> TEXTAUSZUG
Frau Oldenburg, Sie haben Raum- und Umweltplanung an der Technischen Universität Kaiserslautern studiert. Seit 2000 begleiten Sie mit Ihrer „Agentur für wirksame Prozesse | KOKONSULT“ private, gesellschaftliche und staatliche Institutionen bei der Gestaltung und Steuerung von Projekten und Prozessen der Partizipation, Kooperation, Mediation und Bürgerbeteiligung. Was begeistert Sie an Ihrer Arbeit?
Die Abwechslung, denn jedes Projekt ist anders und bedarf einer individuellen Begleitung. Stadtplanung ist per se immer auch Kommunikation. Laut Baurecht ist es ihre Aufgabe, zwischen verschiedenen Interessen abzuwägen und eine Lösung zu finden. Spätestens Stuttgart 21 hat gezeigt: Mit dem planerischen Entwurf allein ist es nicht getan. Vielmehr muss ein Diskurs mit allen Beteiligten geführt werden – zwischen der Stadt oder Gemeinde und den Bürgerinnen und Bürgern, den Eigentümerinnen und Eigentümern, den Medienvertretern ... Nur so finden Bauvorhaben die nötige Akzeptanz! Aktuell erleben wir jedoch eine gewisse Beteiligungsüberdrüssigkeit; Beteiligung wird sich daher künftig weiterentwickeln müssen. Um Prozesse adäquat zu begleiten, braucht es stadtplanerische Kompetenz. Wenn ich Wettbewerbsverfahren moderiere, weiß ich als Stadtplanerin genau, welche Verfahrensschritte kommen, wem ich welche Fragen stellen muss. Was ich zum Beispiel einen Politiker fragen kann, was eine Amtsleiterin und was einen Planer. Grundsätzlich gilt es mit allen Beteiligten zu reflektieren und eruieren: Ist die vorgesehene Baumaßnahme, etwa ein Neubaugebiet, das, was wir wirklich brauchen?

> AUFGABE
Übertrage den Satz „Stadtplanung ist per se immer auch Kommunikation.“ aus dem Interview über Bürgerbeteiligung ins Englische. Die Zeilen stammen aus einer anderen Quelle.

> VORLIEGENDES MATERIAL
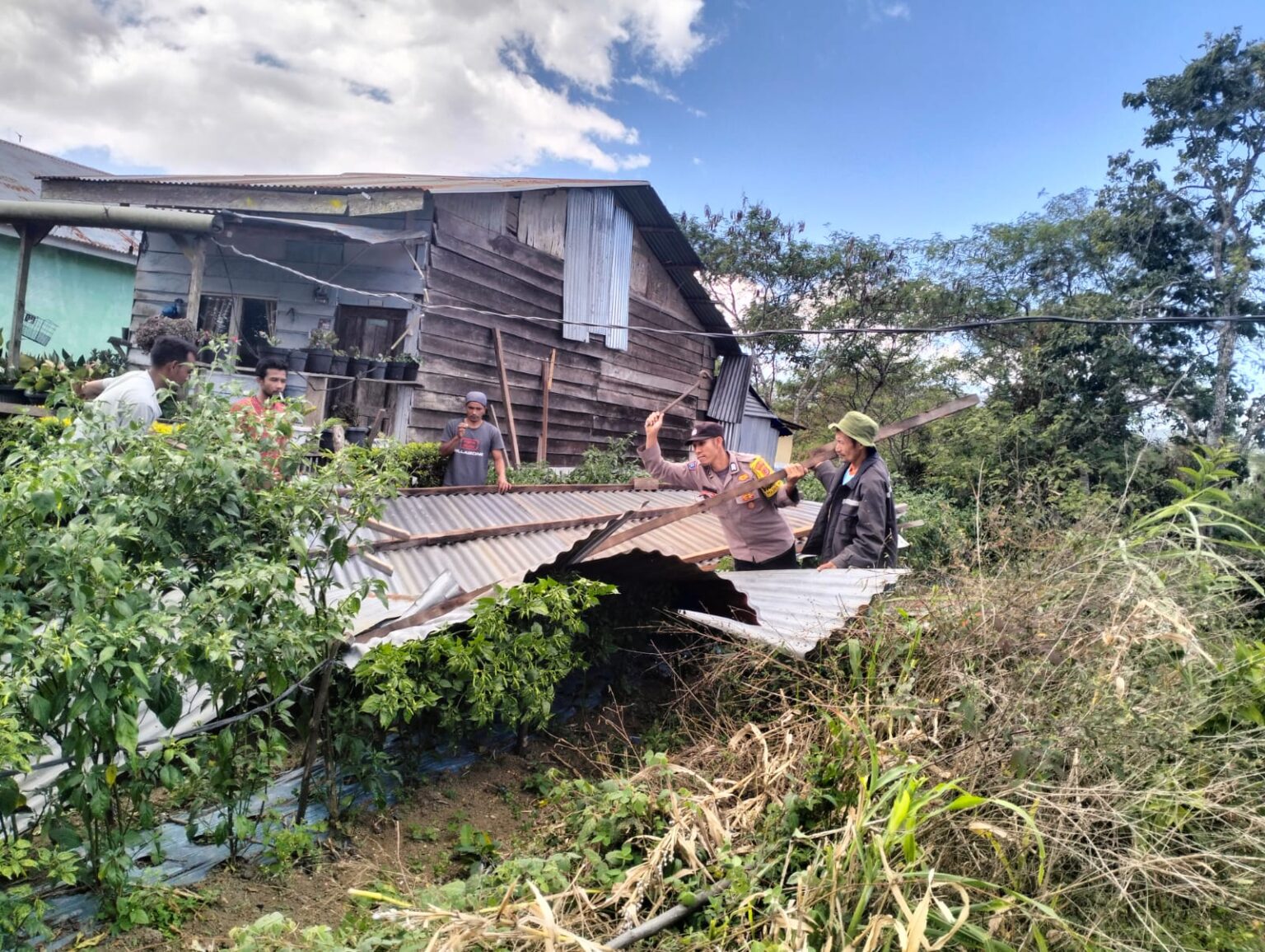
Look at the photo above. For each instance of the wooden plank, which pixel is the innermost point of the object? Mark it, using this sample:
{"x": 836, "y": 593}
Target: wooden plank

> ERGEBNIS
Urban planning is, by its very nature, always communication as well.